WHAT YOU NEED TO DO
When you reach the line containing "of the side", repeat it and every line after it exactly, stopping only at the end of the listing.
----------
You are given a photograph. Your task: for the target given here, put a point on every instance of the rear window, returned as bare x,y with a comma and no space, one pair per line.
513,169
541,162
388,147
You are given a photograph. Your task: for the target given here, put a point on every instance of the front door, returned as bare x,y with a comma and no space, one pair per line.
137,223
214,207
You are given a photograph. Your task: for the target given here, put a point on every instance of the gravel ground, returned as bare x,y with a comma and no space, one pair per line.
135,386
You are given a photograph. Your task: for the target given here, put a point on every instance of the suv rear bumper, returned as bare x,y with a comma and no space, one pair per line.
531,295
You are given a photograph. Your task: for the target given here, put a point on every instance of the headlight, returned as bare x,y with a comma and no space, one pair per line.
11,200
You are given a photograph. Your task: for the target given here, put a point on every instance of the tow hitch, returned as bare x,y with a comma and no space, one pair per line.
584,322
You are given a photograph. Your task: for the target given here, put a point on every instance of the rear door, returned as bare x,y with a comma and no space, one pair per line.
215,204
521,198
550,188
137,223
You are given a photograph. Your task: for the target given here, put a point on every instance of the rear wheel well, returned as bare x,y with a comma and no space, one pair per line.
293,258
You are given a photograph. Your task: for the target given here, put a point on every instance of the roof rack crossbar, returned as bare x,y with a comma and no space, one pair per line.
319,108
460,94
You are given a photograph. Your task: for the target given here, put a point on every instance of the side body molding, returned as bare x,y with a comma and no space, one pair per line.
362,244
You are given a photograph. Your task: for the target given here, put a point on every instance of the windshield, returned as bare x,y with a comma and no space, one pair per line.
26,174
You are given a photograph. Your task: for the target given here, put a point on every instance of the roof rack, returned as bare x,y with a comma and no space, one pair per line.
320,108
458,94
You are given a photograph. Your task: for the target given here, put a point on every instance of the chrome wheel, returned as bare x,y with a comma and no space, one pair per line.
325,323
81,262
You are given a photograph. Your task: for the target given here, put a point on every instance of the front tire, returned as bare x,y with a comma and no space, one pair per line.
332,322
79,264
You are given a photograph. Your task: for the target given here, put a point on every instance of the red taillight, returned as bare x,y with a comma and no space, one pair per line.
----------
EXPECTED ANSWER
You are given a photograph. Your task: for the target given here, put a point on every instance of the side body molding, returned as bare x,y with a comma and no space, one pair per line.
362,244
You are given a photograph. Your task: for the target given here, put a point on every instance of the windshield, returned as bare x,y with a comma and no space, one pair per line.
26,174
You are given a photograph. Your task: for the target given here, put a point on every instance of the roof rack, returned as bare x,y with a comma and no space, one pair per line.
320,108
458,94
You are given a photograph. Your task: for the target given here, put a point on every instance of the chrome wheel, returned as bare x,y with a comma and no space, one pair per line.
325,323
81,262
You are given a photograph. Your task: for the target given here, put a point on every instance of the front tire, returned as bare x,y with a comma and no space, one pair per line.
332,322
79,264
You are given a photograph. Your task: for the target given here, put a point on every instance of the red taillight, returned as bare x,y with a comma and no space, one pair per line.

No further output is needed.